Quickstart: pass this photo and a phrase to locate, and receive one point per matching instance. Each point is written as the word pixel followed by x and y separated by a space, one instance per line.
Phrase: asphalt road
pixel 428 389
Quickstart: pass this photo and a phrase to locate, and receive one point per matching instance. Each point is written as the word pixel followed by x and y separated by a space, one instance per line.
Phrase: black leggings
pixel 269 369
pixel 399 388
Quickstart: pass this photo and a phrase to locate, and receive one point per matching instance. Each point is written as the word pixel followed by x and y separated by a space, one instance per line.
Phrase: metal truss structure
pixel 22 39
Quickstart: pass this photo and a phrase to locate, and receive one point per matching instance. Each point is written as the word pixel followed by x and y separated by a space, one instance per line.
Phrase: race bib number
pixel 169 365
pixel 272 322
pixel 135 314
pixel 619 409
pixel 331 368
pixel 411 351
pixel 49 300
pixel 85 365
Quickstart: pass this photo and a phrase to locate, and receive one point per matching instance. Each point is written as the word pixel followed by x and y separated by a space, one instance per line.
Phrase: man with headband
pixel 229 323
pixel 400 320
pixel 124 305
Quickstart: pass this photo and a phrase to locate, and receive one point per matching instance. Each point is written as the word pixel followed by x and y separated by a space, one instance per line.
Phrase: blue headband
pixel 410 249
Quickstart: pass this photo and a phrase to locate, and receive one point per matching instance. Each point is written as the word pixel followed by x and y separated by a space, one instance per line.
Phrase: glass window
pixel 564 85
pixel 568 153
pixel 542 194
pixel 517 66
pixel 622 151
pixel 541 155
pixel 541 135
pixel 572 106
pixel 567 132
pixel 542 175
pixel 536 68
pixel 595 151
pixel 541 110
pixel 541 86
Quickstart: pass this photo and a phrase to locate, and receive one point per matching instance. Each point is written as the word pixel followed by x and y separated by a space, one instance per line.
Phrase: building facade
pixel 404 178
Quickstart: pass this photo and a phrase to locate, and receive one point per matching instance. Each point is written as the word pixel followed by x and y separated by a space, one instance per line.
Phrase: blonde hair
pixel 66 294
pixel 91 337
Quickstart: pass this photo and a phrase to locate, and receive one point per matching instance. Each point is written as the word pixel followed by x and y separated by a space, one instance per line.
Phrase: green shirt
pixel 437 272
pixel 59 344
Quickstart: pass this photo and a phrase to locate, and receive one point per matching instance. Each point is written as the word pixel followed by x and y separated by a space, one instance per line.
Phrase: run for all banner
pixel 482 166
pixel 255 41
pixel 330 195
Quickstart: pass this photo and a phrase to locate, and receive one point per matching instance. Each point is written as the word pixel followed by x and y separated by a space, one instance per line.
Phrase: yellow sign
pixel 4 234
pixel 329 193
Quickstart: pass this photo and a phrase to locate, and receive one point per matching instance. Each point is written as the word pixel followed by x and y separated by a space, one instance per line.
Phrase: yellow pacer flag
-.-.-
• _Assigned task_
Return every record, word for word.

• _Exercise result_
Quickstart: pass this photo and a phrase to locate, and receive one point per matching instance. Each point is written as the word pixel followed by x and y separated by a space, one instance per line.
Phrase: asphalt road
pixel 428 389
Quickstart: pass this photo and a phrase to locate, and receive one point per matching instance. Each point is written as the word pixel followed by x and y separated by a space, one instance per line.
Phrase: black leggings
pixel 269 369
pixel 399 388
Quickstart: pass this photo and a phrase to locate, and receive one point per matching instance. Each point is written as the word pixel followed by x and y separated by a space, one instance per line.
Phrase: metal truss structure
pixel 22 39
Quickstart: pass this photo and a phrase to locate, and receive one point per matching instance. Each point is written as the word pixel followed by x and y separated by a space, one instance per line.
Phrase: race bib number
pixel 169 365
pixel 272 322
pixel 135 314
pixel 619 409
pixel 331 368
pixel 411 351
pixel 49 300
pixel 85 365
Quickstart: pass this photo and a phrase to locate, and receive one point per matching instance. Each point is written as the word pixel followed by x and y separated by a space, one instance per line.
Phrase: man with headband
pixel 229 323
pixel 400 320
pixel 124 305
Quickstart: pass this photo and a phrase to locate, and receive one point per matching instance. Each point is written as the word pixel followed by x and y separated by a space, one instance per line.
Phrase: blue headband
pixel 410 249
Quickstart: pass this photo and a phrase to locate, and receive one point per matching instance. Each point is written as the word pixel followed by x and y separated by a space, one instance per line.
Phrase: glass window
pixel 564 85
pixel 568 153
pixel 542 194
pixel 517 66
pixel 622 151
pixel 541 155
pixel 541 135
pixel 572 106
pixel 567 132
pixel 542 175
pixel 536 68
pixel 595 151
pixel 541 110
pixel 541 86
Quickstart: pass this photo and a phrase to locate, and receive one point per matching instance. Each point is written as the word pixel followed by x and y separated by a space, one instance per line.
Phrase: building facade
pixel 404 178
Quickstart: pass this photo and a phrase to locate, and receive one point per matching instance. Each point is written as the word pixel followed by x and y separated by a space, one instance per line.
Phrase: blonde hair
pixel 66 294
pixel 91 337
Quickstart: pass this photo and a phrase to locate, and receive one point per matching instance. Each point is written as the word pixel followed by x and y separated by a space, one instance per line.
Phrase: green shirt
pixel 437 272
pixel 59 344
Quickstart: pass this photo and a phrase to locate, and receive one point per matching instance. Each point is written as the word pixel followed by x and y separated by a space, one instance per line.
Phrase: run for all banner
pixel 482 166
pixel 255 41
pixel 330 195
Quickstart: pass this photo and a phrase to locate, and receive one point per matching instance. Each point is written as the word pixel followed by x and y separated by a space, one instance per line.
Phrase: yellow sign
pixel 4 234
pixel 329 193
Quickstart: pass this photo and a phrase to locate, and receive one point per matching instance. Each point is written as the word pixel followed by x and y separated by a space, one instance per line.
Phrase: yellow pacer flag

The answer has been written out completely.